Directions
Exactly repeat the full listing that follows.

Given records
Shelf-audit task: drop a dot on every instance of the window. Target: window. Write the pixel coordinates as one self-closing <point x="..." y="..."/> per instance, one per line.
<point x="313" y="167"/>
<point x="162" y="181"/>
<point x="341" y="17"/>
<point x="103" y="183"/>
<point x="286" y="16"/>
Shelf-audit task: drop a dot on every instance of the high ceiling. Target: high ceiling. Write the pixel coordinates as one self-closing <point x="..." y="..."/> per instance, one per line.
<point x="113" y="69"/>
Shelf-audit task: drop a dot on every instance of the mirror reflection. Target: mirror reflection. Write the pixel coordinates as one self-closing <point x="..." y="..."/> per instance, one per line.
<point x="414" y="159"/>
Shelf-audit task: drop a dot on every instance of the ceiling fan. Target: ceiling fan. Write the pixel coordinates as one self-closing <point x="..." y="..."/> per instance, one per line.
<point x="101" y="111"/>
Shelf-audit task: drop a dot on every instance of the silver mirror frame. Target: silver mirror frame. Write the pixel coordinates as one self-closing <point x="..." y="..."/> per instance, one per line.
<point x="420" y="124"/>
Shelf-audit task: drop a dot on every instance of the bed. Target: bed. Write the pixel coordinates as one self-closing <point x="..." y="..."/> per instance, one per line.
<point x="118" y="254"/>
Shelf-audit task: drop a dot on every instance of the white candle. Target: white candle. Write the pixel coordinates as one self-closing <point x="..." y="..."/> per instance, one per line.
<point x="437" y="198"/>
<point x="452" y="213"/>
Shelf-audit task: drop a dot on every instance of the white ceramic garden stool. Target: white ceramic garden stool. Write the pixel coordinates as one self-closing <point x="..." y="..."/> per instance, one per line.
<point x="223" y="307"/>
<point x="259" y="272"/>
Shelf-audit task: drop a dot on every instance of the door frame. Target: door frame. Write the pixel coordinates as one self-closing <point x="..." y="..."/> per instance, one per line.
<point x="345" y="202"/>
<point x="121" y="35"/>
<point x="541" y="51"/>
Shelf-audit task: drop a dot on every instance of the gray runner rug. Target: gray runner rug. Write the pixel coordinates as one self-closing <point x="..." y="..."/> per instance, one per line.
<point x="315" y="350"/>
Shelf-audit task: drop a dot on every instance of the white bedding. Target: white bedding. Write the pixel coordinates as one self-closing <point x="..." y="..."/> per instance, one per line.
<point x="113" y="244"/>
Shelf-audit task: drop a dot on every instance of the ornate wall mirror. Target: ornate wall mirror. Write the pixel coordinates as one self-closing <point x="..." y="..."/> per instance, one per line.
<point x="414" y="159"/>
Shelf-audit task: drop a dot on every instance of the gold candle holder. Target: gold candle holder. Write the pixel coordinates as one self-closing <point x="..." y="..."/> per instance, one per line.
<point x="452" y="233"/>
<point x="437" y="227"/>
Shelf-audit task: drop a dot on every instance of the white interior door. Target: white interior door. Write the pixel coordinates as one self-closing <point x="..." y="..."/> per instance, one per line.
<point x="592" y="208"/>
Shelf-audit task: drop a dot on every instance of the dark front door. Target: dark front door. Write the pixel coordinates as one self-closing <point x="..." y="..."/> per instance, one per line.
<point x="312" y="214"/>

Exercise answer
Shelf-audit task: drop a dot on every instance of the window. Target: window. Write the pixel coordinates as one self-closing <point x="..." y="..."/> per instance, one per line.
<point x="313" y="167"/>
<point x="162" y="181"/>
<point x="341" y="17"/>
<point x="103" y="183"/>
<point x="286" y="16"/>
Shelf-audit task: drop a dot on every instance of the high ceiling. Target: high ceiling. Write the pixel coordinates as one self-closing <point x="..." y="..."/> per instance, one per line.
<point x="113" y="69"/>
Shelf-audit task: drop a dot on every instance of the mirror reflection. Target: mirror reflection. Write the pixel coordinates as one self-closing <point x="..." y="..."/> per instance, one per line.
<point x="414" y="159"/>
Shelf-audit task: drop a dot on every instance of the ceiling fan. Target: ceiling fan. Write the pixel coordinates as one self-closing <point x="..." y="..."/> per instance, one per line.
<point x="101" y="111"/>
Shelf-audit task: drop a dot on every instance of the silver mirror frame. Target: silver mirror frame. Write the pixel coordinates as one self-closing <point x="..." y="..."/> per instance, one per line.
<point x="420" y="124"/>
Shelf-audit task: drop a dot on every instance of the bed. Target: bed. Write the pixel coordinates as one self-closing <point x="..." y="..."/> per instance, one per line.
<point x="118" y="254"/>
Shelf-audit task: drop a dot on every instance of the white candle. Target: white candle. Write the pixel coordinates as one self-closing <point x="..." y="..."/> per instance, one per line.
<point x="437" y="198"/>
<point x="452" y="213"/>
Shelf-audit task: drop a dot on every instance of the white ceramic garden stool. Target: white ceramic garden stool. Write the pixel coordinates as one self-closing <point x="..." y="..."/> per instance, one per line.
<point x="223" y="307"/>
<point x="259" y="272"/>
Shelf-audit task: drop a dot on every instance of the door frame. Target: door frame. Write the pixel coordinates as one self-closing <point x="..." y="..."/> per instance, one per line.
<point x="345" y="202"/>
<point x="121" y="35"/>
<point x="541" y="51"/>
Shelf-audit task: drop a dot on every instance of the gray runner rug. Target: gray runner rug. Write the pixel coordinates as one self-closing <point x="..." y="..."/> per instance, one per line.
<point x="315" y="350"/>
Shelf-audit task: drop a dot on every instance of the white bedding. Target: white bedding. Write the pixel coordinates as one self-closing <point x="..." y="..."/> per instance, one per line.
<point x="113" y="244"/>
Shelf-audit task: drop a dot on every instance of the ornate wall mirror. Target: ornate wall mirror. Write the pixel coordinates as one self-closing <point x="..." y="..."/> per instance, one per line.
<point x="414" y="159"/>
Shelf-audit task: drop a dot on every instance of the gold candle holder. Target: gold candle holder. Write the pixel coordinates as one self-closing <point x="..." y="..."/> per instance, one per line.
<point x="452" y="233"/>
<point x="437" y="227"/>
Shelf-audit task: drop a dot on every instance of the white interior door. Target: white interior door. Write the pixel coordinates as one self-closing <point x="..." y="..."/> per instance, one per line.
<point x="592" y="208"/>
Shelf-audit task: drop a dot on every instance of the dark front door. Target: dark front door. Write the pixel coordinates as one self-closing <point x="..." y="..."/> per instance, one per line.
<point x="312" y="214"/>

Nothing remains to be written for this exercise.